┌─ TASK INPUTS

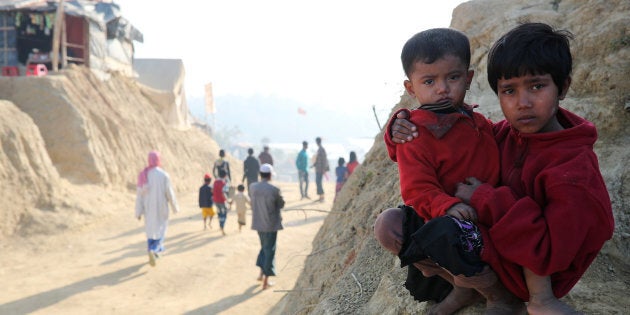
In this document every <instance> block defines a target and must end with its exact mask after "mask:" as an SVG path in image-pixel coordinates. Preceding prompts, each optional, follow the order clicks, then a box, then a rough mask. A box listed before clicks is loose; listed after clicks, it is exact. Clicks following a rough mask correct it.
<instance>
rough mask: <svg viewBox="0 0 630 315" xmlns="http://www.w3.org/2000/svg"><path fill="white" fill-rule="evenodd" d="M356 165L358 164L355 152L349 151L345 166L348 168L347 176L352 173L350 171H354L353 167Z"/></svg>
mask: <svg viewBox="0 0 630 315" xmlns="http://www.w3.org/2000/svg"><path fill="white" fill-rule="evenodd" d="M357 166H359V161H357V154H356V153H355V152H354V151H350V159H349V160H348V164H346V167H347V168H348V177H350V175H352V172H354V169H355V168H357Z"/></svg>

└─
┌─ TASK INPUTS

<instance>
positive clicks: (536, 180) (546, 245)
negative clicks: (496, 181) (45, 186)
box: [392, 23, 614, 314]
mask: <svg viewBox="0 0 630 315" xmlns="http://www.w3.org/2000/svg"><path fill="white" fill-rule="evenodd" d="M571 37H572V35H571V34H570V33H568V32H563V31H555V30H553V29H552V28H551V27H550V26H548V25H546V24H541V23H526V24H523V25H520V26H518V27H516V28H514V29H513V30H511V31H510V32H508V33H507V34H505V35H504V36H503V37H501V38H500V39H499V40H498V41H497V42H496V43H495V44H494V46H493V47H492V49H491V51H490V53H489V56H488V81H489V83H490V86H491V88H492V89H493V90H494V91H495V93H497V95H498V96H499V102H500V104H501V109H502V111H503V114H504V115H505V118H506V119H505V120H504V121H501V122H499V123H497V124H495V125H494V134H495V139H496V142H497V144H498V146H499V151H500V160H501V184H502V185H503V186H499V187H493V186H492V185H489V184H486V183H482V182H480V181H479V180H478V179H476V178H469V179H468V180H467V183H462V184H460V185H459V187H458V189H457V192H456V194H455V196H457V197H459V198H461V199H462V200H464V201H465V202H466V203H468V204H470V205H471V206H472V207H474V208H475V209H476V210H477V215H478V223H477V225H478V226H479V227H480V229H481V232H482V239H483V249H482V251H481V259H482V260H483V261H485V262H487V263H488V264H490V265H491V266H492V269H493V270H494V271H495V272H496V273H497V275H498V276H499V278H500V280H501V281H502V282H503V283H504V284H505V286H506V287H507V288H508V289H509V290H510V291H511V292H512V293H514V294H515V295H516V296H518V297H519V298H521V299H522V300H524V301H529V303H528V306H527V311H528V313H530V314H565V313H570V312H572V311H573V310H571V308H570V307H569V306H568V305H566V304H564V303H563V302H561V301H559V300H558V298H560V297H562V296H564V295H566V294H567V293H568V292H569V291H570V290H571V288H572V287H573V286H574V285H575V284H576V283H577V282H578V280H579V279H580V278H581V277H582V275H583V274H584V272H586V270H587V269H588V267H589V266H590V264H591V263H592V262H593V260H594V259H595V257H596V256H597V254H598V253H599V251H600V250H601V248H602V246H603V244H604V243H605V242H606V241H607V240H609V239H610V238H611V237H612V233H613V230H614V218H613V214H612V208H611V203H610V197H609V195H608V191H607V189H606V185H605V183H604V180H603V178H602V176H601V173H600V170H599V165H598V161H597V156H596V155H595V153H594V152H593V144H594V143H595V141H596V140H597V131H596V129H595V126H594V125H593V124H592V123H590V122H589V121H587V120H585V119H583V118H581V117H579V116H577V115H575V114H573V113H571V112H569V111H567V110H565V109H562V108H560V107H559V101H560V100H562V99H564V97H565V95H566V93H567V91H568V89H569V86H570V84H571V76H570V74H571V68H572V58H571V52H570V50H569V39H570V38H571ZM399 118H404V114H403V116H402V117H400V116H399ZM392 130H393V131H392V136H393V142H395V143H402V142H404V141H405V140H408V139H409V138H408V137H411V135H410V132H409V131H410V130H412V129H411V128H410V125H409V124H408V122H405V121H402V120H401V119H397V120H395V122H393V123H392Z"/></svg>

└─
┌─ TASK INPUTS

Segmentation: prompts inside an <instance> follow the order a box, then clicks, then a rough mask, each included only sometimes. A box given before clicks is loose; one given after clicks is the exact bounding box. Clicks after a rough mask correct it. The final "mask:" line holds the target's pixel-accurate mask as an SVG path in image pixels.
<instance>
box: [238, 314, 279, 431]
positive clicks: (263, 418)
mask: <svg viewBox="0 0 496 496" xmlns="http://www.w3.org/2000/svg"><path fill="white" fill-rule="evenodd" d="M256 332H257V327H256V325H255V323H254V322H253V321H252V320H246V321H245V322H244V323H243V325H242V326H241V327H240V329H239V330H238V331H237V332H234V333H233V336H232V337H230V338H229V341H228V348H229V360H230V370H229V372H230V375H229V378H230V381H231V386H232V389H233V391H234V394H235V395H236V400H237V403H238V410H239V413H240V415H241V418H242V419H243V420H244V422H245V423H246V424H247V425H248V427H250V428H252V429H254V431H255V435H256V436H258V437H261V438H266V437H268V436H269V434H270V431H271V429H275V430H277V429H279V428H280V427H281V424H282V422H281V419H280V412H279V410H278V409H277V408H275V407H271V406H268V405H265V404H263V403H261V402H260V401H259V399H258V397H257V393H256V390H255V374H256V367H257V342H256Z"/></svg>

└─

Looking at the records above, return exactly the lines from the line with "positive clicks: (536, 180) (546, 245)" to the line with "negative clicks: (496, 181) (45, 186)", both ends included.

*WRITTEN REPLY*:
positive clicks: (536, 180) (546, 245)
negative clicks: (496, 181) (45, 186)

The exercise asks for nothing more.